Extract each of the lines below that contains the string "separate".
==*==
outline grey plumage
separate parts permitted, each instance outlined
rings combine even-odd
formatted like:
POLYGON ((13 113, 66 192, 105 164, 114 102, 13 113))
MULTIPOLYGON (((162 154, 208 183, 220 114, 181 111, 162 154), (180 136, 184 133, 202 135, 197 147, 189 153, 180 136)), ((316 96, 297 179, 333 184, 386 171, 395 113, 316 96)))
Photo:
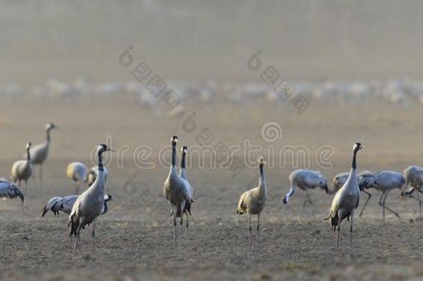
==*==
Solved exercise -
separate parts permitted, each instance outlined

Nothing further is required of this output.